━━ Extrait fourni ━━

Les domaines de protection relatifs à cette marque concernent les classes 9 (notamment appareils de contrôle et de secours, appareils de transmission du son et de l'image, etc.), 35 (publicité, affaires commerciales), 37 (construction, services d'installation), 38 (télécommunications), 41 (éducation et formation), 42 (services scientifiques) et 45 (services de sécurité), selon classification du traité de Nice.

B. a. La société B______, avec siège à ______ (GE), a été inscrite au Registre du commerce de Genève le 23 août 2011.

b. A teneur de ce registre, le but social de cette société est le suivant: "bureau d'ingénieur et consulting, activités immobilières, gestion de projets immobiliers, pilotage d'opérations immobilières, gestion de chantiers, entreprise générale, gestion des projets liés au développement durable et à la mobilité douce, import-export et toutes activités électriques, électroniques, informatiques, éclairage et de télécommunication".

━━━

(Exercices)
1. Répondez brièvement à chaque question d'après l'extrait.
(a) Quelle classe de la classification du traité de Nice correspond aux télécommunications ?
(b) À quelle date la société B______ a-t-elle été inscrite au Registre du commerce de Genève ?
(c) Quelle activité du but social de cette société mentionne le développement durable ?
2. Énumérez toutes les classes du traité de Nice mentionnées dans l'extrait pour les domaines de protection de la marque, chacune avec le domaine qui l'accompagne.
Répondez en vous fondant uniquement sur l'extrait.

━━ Données fournies ━━

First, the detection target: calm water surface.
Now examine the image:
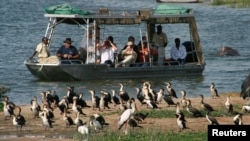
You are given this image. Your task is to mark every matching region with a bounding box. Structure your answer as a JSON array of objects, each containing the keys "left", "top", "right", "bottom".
[{"left": 0, "top": 0, "right": 250, "bottom": 104}]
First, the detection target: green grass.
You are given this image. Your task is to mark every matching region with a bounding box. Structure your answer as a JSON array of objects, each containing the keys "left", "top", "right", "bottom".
[
  {"left": 0, "top": 103, "right": 3, "bottom": 112},
  {"left": 74, "top": 129, "right": 207, "bottom": 141},
  {"left": 212, "top": 0, "right": 250, "bottom": 8},
  {"left": 74, "top": 105, "right": 250, "bottom": 141}
]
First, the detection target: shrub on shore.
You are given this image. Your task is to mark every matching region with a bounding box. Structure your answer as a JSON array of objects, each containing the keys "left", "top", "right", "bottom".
[{"left": 212, "top": 0, "right": 250, "bottom": 8}]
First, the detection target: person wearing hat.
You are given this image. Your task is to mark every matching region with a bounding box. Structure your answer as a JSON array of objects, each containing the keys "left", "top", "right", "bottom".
[
  {"left": 56, "top": 38, "right": 79, "bottom": 60},
  {"left": 116, "top": 41, "right": 137, "bottom": 67},
  {"left": 170, "top": 38, "right": 187, "bottom": 65},
  {"left": 97, "top": 36, "right": 118, "bottom": 67},
  {"left": 152, "top": 25, "right": 168, "bottom": 66},
  {"left": 29, "top": 37, "right": 49, "bottom": 62}
]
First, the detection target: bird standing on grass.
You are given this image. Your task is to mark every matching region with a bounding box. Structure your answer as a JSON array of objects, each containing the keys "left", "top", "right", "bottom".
[
  {"left": 176, "top": 114, "right": 187, "bottom": 131},
  {"left": 187, "top": 100, "right": 202, "bottom": 117},
  {"left": 13, "top": 106, "right": 26, "bottom": 131},
  {"left": 210, "top": 83, "right": 220, "bottom": 98},
  {"left": 233, "top": 113, "right": 243, "bottom": 125},
  {"left": 63, "top": 109, "right": 74, "bottom": 128},
  {"left": 225, "top": 96, "right": 233, "bottom": 114},
  {"left": 39, "top": 111, "right": 53, "bottom": 131},
  {"left": 111, "top": 90, "right": 120, "bottom": 106},
  {"left": 118, "top": 97, "right": 137, "bottom": 133},
  {"left": 30, "top": 96, "right": 41, "bottom": 118},
  {"left": 89, "top": 115, "right": 103, "bottom": 132},
  {"left": 165, "top": 82, "right": 178, "bottom": 98},
  {"left": 206, "top": 111, "right": 219, "bottom": 125},
  {"left": 89, "top": 90, "right": 100, "bottom": 110},
  {"left": 200, "top": 95, "right": 214, "bottom": 112}
]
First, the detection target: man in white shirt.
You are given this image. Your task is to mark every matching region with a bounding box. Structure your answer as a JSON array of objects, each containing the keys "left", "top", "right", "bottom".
[
  {"left": 152, "top": 25, "right": 168, "bottom": 66},
  {"left": 97, "top": 36, "right": 118, "bottom": 67},
  {"left": 30, "top": 37, "right": 49, "bottom": 62},
  {"left": 170, "top": 38, "right": 187, "bottom": 65}
]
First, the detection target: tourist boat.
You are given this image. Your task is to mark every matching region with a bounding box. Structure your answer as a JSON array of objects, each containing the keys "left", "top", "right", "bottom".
[
  {"left": 24, "top": 5, "right": 205, "bottom": 81},
  {"left": 156, "top": 0, "right": 203, "bottom": 3}
]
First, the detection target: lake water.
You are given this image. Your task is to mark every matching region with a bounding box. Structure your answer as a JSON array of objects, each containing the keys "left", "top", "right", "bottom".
[{"left": 0, "top": 0, "right": 250, "bottom": 104}]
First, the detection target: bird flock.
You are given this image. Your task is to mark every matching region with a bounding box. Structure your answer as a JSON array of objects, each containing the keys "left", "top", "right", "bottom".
[{"left": 3, "top": 81, "right": 250, "bottom": 138}]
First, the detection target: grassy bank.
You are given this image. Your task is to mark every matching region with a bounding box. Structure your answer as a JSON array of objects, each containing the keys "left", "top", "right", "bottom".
[
  {"left": 74, "top": 128, "right": 207, "bottom": 141},
  {"left": 212, "top": 0, "right": 250, "bottom": 8}
]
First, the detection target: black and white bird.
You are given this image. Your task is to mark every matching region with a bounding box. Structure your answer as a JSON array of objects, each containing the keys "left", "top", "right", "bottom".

━━━

(Réponses par exercice)
1.
(a) La classe 38.
(b) Le 23 août 2011.
(c) La gestion des projets liés au développement durable et à la mobilité douce.

2.
- Classe 9 : notamment appareils de contrôle et de secours, appareils de transmission du son et de l'image, etc.
- Classe 35 : publicité, affaires commerciales
- Classe 37 : construction, services d'installation
- Classe 38 : télécommunications
- Classe 41 : éducation et formation
- Classe 42 : services scientifiques
- Classe 45 : services de sécurité